■ **SET EXERCISE**
Render the data below as a numbered list with one entry per line, and skip blank lines. Leave the pictures out of the answer.

■ **THE DATA**
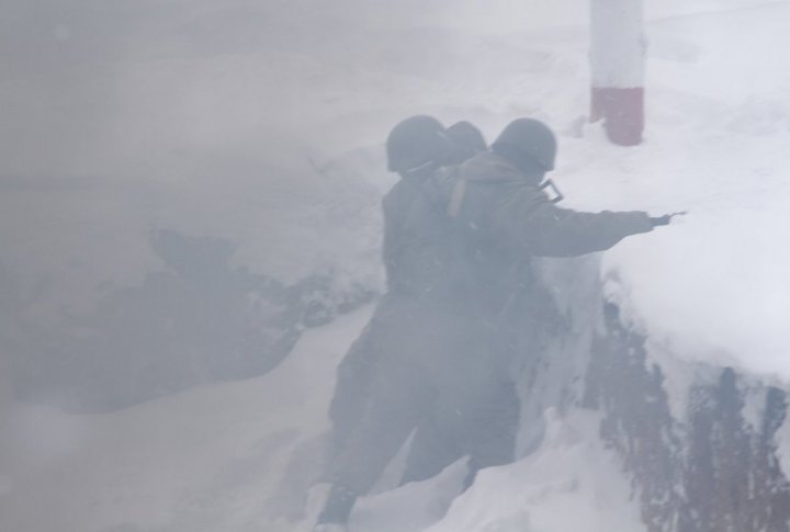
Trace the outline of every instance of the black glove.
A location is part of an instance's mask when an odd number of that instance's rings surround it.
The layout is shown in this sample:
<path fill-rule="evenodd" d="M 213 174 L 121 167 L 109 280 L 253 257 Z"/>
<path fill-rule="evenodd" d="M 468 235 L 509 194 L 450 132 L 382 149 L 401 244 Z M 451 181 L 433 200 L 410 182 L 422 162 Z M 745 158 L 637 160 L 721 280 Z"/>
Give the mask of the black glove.
<path fill-rule="evenodd" d="M 673 214 L 665 214 L 664 216 L 651 216 L 650 220 L 653 227 L 658 227 L 659 225 L 669 225 L 672 223 L 672 219 L 675 216 L 685 216 L 686 213 L 673 213 Z"/>

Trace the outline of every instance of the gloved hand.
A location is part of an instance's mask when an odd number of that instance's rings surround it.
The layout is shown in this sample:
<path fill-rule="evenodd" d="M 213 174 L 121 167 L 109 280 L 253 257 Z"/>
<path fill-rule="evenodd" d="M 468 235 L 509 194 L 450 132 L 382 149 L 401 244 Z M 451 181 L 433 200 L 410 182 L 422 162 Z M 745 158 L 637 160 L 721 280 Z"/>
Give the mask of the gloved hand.
<path fill-rule="evenodd" d="M 665 214 L 664 216 L 651 216 L 650 220 L 653 227 L 658 227 L 661 225 L 669 225 L 675 216 L 686 216 L 686 212 Z"/>

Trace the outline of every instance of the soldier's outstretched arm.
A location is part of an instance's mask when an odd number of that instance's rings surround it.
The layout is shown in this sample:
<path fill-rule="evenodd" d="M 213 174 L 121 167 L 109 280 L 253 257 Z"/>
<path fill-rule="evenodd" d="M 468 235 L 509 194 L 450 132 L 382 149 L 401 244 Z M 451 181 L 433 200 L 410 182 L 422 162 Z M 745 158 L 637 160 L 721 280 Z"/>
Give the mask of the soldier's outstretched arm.
<path fill-rule="evenodd" d="M 603 251 L 654 227 L 647 213 L 640 211 L 584 213 L 557 207 L 534 186 L 512 192 L 492 222 L 532 256 L 575 257 Z"/>

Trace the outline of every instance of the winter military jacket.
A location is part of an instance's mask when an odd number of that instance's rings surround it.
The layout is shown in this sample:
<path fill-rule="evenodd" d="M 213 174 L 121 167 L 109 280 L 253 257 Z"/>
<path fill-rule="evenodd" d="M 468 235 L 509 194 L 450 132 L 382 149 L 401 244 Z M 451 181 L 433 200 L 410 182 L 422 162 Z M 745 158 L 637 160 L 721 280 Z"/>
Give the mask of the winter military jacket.
<path fill-rule="evenodd" d="M 452 248 L 454 271 L 462 271 L 466 299 L 487 316 L 501 315 L 517 292 L 532 290 L 534 257 L 602 251 L 653 228 L 642 212 L 558 207 L 541 189 L 541 180 L 486 152 L 443 177 L 439 185 L 455 241 L 462 242 Z"/>
<path fill-rule="evenodd" d="M 562 208 L 541 190 L 542 176 L 527 176 L 487 152 L 461 167 L 452 210 L 470 233 L 516 253 L 575 257 L 603 251 L 623 238 L 653 229 L 643 212 L 583 213 Z M 458 188 L 465 189 L 463 197 Z"/>
<path fill-rule="evenodd" d="M 426 167 L 403 176 L 384 196 L 384 265 L 390 292 L 428 302 L 447 302 L 454 287 L 448 268 L 445 171 Z"/>

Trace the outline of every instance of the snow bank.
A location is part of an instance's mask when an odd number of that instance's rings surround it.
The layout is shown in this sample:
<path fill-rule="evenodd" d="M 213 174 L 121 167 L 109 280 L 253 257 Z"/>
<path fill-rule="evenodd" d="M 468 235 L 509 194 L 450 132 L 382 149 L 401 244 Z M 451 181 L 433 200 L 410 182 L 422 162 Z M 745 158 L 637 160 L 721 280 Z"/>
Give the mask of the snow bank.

■ **RESULT OF THE TASK**
1. Trace the outline of every instance of the black glove.
2. A location is part of an instance's mask when an odd number of that instance's rings surround it.
3. The layout is shown in this sample:
4. <path fill-rule="evenodd" d="M 213 174 L 121 167 L 109 280 L 253 257 Z"/>
5. <path fill-rule="evenodd" d="M 468 235 L 509 194 L 450 132 L 382 149 L 401 244 Z M 451 181 L 433 200 L 410 182 L 422 162 Z M 745 158 L 637 160 L 721 280 Z"/>
6. Give the mask of the black glove.
7. <path fill-rule="evenodd" d="M 673 214 L 665 214 L 664 216 L 651 216 L 650 220 L 653 227 L 658 227 L 659 225 L 669 225 L 672 223 L 672 219 L 675 216 L 685 216 L 686 213 L 673 213 Z"/>
8. Trace the outline of every instance of the gloved hand.
9. A location is part of an instance's mask when an odd number of that instance's rings surround it.
10. The layout is shown in this sample:
11. <path fill-rule="evenodd" d="M 213 174 L 121 167 L 109 280 L 253 257 Z"/>
12. <path fill-rule="evenodd" d="M 468 235 L 509 194 L 450 132 L 382 149 L 401 244 Z M 451 181 L 433 200 L 410 182 L 422 162 Z M 745 158 L 637 160 L 721 280 Z"/>
13. Give the mask of the gloved hand.
14. <path fill-rule="evenodd" d="M 665 214 L 664 216 L 651 216 L 650 220 L 653 227 L 658 227 L 661 225 L 669 225 L 675 216 L 686 216 L 686 212 Z"/>
15. Trace the outline of every instance of the soldier's outstretched arm.
16. A location is part of an instance's mask when an odd number of that instance's rings surround it.
17. The layout is shown in this sample:
18. <path fill-rule="evenodd" d="M 213 174 L 121 167 L 109 280 L 253 257 Z"/>
19. <path fill-rule="evenodd" d="M 468 235 L 509 194 L 450 132 L 382 149 L 401 244 Z M 451 181 L 433 200 L 410 182 L 422 162 Z M 745 158 L 637 160 L 721 280 Z"/>
20. Give the mask of the soldier's outstretched arm.
21. <path fill-rule="evenodd" d="M 603 251 L 654 227 L 647 213 L 640 211 L 584 213 L 557 207 L 534 186 L 512 192 L 492 222 L 532 256 L 575 257 Z"/>
22. Trace the outline of every instance of the winter military jacket.
23. A location is part of an instance's mask when an odd number of that instance's rings surround it.
24. The layout is shown in this sample:
25. <path fill-rule="evenodd" d="M 213 174 L 121 167 L 109 280 L 253 257 Z"/>
26. <path fill-rule="evenodd" d="M 468 235 L 509 194 L 450 132 L 382 149 L 401 244 Z M 451 181 L 433 200 L 410 182 L 422 162 Z M 745 158 L 637 160 L 721 280 Z"/>
27. Give the mask of the winter military jacket.
28. <path fill-rule="evenodd" d="M 452 248 L 454 271 L 462 271 L 466 299 L 487 316 L 501 315 L 517 292 L 532 290 L 534 257 L 602 251 L 653 228 L 642 212 L 558 207 L 541 189 L 541 180 L 486 152 L 443 177 L 439 185 L 455 241 L 462 242 Z"/>
29. <path fill-rule="evenodd" d="M 562 208 L 541 190 L 542 176 L 527 176 L 487 152 L 461 167 L 452 210 L 470 233 L 516 253 L 575 257 L 603 251 L 623 238 L 653 229 L 643 212 L 583 213 Z M 458 188 L 465 189 L 463 197 Z"/>
30. <path fill-rule="evenodd" d="M 426 167 L 403 176 L 384 196 L 384 265 L 390 292 L 428 302 L 447 302 L 454 287 L 448 268 L 445 171 Z"/>
31. Trace the outline of every instance of the snow bank.
32. A location is part of an instance's mask when an odd number of that instance's rings surround it.
33. The layout is shown in this sample:
34. <path fill-rule="evenodd" d="M 213 174 L 121 167 L 109 280 L 253 257 Z"/>
35. <path fill-rule="evenodd" d="M 468 235 L 509 194 L 450 132 L 382 149 L 401 244 Z M 451 181 L 433 200 L 410 182 L 422 162 Z M 745 158 L 637 160 L 721 280 Z"/>
36. Give the mask of the snow bank.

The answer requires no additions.